··· Information provided

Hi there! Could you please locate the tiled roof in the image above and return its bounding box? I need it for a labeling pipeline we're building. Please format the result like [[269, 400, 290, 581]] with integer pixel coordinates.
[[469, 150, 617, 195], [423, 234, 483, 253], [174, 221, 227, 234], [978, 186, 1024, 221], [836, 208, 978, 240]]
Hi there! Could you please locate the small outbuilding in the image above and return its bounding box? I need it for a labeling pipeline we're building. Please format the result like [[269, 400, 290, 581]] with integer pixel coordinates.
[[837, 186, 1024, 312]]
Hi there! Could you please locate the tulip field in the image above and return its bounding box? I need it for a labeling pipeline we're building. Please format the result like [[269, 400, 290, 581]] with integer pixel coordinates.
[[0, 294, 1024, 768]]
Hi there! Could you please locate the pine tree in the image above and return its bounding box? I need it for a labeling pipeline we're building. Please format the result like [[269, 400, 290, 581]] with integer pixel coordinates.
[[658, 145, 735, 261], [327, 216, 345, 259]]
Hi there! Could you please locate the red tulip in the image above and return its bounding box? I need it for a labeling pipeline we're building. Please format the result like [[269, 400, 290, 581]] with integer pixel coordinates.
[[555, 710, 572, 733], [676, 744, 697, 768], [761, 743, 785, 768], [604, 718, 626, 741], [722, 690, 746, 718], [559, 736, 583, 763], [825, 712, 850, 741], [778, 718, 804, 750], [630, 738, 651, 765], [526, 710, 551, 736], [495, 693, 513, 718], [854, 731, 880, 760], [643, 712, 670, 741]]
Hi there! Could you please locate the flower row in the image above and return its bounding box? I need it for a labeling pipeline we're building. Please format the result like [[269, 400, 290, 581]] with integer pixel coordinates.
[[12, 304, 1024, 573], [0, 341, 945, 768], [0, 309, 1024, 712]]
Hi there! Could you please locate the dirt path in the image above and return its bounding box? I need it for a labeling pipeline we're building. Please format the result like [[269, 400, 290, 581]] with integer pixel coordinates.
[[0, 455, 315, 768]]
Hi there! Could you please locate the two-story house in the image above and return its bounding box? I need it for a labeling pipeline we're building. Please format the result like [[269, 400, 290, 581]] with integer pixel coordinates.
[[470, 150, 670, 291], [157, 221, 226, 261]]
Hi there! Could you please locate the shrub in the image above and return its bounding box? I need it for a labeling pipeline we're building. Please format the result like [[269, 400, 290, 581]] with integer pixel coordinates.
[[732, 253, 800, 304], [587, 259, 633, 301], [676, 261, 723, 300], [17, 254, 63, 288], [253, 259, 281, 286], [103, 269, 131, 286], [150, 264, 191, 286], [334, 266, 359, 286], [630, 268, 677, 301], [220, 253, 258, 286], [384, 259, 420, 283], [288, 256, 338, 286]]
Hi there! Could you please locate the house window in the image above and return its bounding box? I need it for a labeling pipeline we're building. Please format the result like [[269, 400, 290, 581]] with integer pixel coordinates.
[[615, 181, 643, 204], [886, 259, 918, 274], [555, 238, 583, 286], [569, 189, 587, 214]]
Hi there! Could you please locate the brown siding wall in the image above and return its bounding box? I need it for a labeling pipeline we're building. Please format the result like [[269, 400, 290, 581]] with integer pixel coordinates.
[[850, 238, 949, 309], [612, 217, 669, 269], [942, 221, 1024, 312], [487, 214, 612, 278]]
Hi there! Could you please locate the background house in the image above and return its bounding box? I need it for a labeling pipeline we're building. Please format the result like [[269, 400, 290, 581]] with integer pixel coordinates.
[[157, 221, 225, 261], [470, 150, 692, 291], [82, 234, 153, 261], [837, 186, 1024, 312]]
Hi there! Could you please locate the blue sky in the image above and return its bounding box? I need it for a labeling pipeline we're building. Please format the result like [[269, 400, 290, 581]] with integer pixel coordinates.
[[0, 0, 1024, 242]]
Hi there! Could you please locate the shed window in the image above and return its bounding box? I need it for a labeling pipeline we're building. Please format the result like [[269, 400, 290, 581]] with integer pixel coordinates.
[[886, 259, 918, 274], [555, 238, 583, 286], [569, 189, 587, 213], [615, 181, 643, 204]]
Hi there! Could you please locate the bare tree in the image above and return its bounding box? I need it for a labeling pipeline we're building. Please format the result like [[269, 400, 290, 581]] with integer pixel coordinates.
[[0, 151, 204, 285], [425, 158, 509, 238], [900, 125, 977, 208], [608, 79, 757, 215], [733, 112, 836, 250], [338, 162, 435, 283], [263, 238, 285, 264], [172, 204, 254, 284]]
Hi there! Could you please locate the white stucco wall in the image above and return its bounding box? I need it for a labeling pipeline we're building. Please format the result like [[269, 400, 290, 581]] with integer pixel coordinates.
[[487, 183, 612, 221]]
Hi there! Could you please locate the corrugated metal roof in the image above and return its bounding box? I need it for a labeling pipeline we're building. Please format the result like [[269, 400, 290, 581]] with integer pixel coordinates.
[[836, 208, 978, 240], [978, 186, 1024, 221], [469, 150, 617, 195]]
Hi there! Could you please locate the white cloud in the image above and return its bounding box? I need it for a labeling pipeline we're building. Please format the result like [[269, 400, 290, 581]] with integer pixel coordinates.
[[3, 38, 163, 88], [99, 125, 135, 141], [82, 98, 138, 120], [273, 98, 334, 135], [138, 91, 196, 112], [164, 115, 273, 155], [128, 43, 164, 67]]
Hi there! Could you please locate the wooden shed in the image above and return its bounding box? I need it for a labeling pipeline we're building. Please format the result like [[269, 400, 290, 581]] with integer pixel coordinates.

······

**Given task**.
Rescale the part of the records that opens with their first line and closes with the line containing "[[658, 145, 735, 261], [327, 216, 345, 259]]". Write out every line in that part again, leaving the requests unchanged, and multiply each coordinate in the answers by 1.65, rounding to the nearest whole number with halves rounded up.

**Response to this task**.
Hi there! Could you please locate the tiled roof in the image above and return its bounding box? I need it for a labeling pipeline we're building. Please format the result like [[269, 400, 290, 581]] with integer pixel coordinates.
[[774, 248, 1018, 322], [698, 386, 797, 417], [287, 365, 375, 386], [1614, 307, 1690, 365], [1379, 343, 1614, 396]]
Hi there! Could you please locate the small outbuilding in the image above and return its bounding box? I need it for a labeling pipeline we're building. Please format the result like [[269, 400, 290, 581]] with integer pixel coordinates.
[[1381, 307, 1690, 515]]
Hi there! Could you please locate the tulip field in the image above and return its bounding box? I need it for a labeling pipeline we're building. Please format the result like [[269, 400, 290, 581]] with integer pixel coordinates.
[[0, 485, 1690, 1267]]
Hi there! Could you please locate the pine tree in the image above and return its bounding box? I need it for a labeling pipeline we're building. Please format the result like [[269, 400, 290, 581]] with integer pixel coordinates.
[[1086, 239, 1213, 431], [540, 356, 569, 427]]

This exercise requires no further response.